Rewrite the records starting with the line containing "Your task is to find glossy" and going on through the line containing "[1257,610,1344,736]", swapping "frying pan handle" for "skillet handle" and leaving everything else unchanged.
◇ ◇ ◇ ◇ ◇
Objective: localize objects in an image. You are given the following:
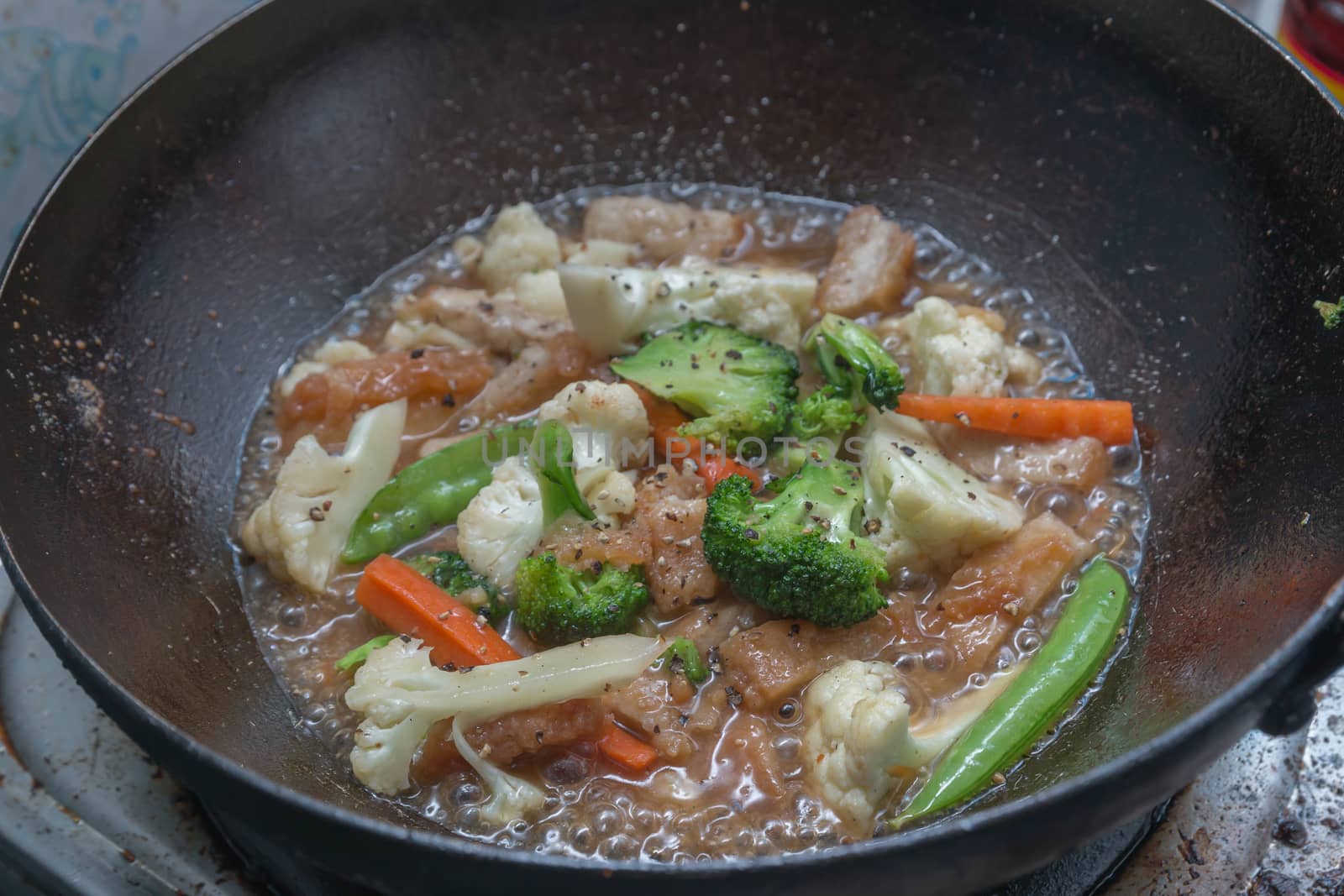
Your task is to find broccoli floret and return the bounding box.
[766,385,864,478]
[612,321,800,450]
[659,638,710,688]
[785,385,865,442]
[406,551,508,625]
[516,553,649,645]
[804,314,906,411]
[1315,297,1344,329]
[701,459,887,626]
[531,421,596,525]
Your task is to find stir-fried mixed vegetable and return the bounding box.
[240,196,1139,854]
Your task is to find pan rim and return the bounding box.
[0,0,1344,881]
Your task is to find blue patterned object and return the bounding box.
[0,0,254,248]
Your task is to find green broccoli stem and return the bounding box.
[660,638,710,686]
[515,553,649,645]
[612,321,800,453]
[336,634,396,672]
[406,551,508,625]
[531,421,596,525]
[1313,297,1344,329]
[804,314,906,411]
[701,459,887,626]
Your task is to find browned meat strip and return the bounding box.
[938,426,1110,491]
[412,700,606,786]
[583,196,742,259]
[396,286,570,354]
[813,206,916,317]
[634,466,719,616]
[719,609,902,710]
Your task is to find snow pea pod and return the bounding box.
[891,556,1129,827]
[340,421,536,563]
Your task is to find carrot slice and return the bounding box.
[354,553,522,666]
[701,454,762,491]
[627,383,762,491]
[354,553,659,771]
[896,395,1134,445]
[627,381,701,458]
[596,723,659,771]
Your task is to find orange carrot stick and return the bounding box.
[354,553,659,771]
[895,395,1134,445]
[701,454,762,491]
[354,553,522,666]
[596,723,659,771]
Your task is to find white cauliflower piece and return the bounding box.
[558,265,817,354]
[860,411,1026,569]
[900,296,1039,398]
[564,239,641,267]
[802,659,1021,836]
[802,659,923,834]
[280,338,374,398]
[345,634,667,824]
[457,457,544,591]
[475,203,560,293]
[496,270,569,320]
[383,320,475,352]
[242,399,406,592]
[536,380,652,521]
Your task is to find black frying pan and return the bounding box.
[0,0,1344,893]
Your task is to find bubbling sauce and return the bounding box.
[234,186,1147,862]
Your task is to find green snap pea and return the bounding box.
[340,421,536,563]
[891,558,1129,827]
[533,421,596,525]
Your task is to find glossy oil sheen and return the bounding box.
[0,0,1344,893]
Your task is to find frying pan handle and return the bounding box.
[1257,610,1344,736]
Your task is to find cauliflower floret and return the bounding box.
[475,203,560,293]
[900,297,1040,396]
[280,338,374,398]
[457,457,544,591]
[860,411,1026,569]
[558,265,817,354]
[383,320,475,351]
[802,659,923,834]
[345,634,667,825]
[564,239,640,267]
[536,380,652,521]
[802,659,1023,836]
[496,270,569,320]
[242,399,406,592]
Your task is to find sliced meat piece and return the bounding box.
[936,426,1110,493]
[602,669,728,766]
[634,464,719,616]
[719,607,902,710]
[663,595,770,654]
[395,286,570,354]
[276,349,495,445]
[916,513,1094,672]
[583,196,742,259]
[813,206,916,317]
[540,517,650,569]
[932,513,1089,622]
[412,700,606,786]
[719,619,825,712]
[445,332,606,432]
◇ ◇ ◇ ◇ ◇
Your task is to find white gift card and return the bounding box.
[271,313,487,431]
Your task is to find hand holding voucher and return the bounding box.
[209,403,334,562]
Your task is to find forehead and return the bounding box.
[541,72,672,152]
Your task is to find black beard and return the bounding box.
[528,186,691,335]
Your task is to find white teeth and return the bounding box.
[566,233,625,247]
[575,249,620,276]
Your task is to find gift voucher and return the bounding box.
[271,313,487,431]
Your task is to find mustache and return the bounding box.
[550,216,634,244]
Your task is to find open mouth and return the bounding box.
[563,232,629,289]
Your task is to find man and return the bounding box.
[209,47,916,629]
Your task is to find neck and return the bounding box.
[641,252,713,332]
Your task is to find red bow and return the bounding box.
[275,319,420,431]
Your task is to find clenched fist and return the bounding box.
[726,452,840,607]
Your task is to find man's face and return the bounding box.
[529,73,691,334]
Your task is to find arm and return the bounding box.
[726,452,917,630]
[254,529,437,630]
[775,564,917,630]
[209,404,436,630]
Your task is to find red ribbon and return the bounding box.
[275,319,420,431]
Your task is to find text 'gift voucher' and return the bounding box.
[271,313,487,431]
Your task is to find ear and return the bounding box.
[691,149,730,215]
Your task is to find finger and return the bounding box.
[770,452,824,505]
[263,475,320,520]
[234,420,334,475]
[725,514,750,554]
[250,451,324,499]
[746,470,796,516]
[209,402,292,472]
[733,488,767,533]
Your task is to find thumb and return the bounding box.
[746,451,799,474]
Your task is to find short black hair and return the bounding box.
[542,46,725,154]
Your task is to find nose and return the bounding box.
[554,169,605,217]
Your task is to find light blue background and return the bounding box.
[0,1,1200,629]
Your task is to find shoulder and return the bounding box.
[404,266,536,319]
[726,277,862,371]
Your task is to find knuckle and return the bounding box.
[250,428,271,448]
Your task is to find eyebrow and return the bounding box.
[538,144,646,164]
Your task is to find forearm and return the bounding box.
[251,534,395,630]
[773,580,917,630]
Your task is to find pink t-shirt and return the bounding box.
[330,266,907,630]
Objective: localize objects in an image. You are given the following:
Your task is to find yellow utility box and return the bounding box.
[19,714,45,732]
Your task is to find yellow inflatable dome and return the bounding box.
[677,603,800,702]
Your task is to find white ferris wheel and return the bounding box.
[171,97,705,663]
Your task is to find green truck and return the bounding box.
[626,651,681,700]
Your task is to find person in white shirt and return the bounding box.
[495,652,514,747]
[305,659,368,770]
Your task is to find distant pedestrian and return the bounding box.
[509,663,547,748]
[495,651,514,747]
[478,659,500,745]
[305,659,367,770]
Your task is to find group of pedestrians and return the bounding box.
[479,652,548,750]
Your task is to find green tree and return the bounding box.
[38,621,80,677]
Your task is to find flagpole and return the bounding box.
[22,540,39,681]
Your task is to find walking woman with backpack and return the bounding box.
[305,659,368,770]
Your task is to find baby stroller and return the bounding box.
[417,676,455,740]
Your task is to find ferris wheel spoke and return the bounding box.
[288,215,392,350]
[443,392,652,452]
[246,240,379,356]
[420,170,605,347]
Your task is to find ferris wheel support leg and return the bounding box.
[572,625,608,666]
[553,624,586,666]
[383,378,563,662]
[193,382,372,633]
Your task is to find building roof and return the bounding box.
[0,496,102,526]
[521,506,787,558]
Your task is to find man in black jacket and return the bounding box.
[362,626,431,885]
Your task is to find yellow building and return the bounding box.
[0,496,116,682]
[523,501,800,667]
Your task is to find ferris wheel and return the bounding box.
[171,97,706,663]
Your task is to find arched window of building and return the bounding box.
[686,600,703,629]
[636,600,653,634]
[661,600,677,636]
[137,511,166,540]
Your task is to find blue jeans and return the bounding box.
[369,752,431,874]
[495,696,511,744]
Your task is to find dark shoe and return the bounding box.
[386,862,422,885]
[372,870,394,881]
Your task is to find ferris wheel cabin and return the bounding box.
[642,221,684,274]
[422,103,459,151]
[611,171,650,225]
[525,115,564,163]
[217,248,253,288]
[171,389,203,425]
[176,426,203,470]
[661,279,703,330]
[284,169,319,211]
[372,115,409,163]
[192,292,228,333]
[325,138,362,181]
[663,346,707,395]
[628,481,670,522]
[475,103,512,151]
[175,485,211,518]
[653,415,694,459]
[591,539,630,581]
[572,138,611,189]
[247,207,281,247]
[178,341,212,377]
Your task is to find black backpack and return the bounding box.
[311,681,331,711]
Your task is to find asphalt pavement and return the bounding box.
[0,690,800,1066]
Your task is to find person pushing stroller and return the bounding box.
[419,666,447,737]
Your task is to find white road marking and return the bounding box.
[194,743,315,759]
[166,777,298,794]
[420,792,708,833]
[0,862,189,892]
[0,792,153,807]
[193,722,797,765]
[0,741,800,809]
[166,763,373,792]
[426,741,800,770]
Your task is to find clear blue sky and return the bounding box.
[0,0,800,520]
◇ ◇ ◇ ◇ ◇
- [Complete response]
Your task is to find glossy oil sheen and return the bounding box.
[0,0,1344,893]
Your task is to find skillet handle and return the bounding box.
[1257,610,1344,736]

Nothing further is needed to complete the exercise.